- Exercise task -
Rewrite the lines of the items starting at the line that contains "of the small" and ending at the last line of the items, replacing "place a dot" with "mark a point" and leaving everything else unchanged.

>> Begin Working data

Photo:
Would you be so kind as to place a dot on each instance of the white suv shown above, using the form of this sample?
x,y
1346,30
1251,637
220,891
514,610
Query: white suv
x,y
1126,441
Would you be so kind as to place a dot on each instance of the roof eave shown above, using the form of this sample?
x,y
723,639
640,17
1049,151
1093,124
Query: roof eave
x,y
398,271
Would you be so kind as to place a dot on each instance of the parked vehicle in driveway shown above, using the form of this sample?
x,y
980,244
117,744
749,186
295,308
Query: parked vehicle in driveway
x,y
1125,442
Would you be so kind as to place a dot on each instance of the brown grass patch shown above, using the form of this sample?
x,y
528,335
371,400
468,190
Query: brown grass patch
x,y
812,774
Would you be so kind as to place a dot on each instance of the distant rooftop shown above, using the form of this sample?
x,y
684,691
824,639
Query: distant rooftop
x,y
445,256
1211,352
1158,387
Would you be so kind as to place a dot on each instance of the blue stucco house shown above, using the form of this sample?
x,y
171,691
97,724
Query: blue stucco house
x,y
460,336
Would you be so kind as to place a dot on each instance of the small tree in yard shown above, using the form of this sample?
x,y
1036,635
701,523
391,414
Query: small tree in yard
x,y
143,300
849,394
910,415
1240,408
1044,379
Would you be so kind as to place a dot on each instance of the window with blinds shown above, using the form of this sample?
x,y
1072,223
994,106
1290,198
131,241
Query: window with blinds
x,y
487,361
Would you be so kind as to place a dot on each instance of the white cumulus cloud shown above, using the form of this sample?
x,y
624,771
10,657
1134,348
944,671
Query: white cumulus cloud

>> End Working data

- Task answer -
Would you be so kind as to mark a point on each instance of the small tree in yard shown above, using the form of this sample?
x,y
1036,635
701,523
391,414
Query: small tree in yard
x,y
143,300
849,394
910,415
1240,408
1044,379
Would you be so kind as to mark a point on each instance of the window with blinds shown above, using the form of this sample?
x,y
1072,223
994,106
1290,198
131,241
Query: window with blinds
x,y
487,361
Would you be so kind as to mark a point on each instance of the white cumulus cloud shown above, using the form of this sample?
x,y
624,771
10,657
1134,348
944,671
Query: white cumulus cloud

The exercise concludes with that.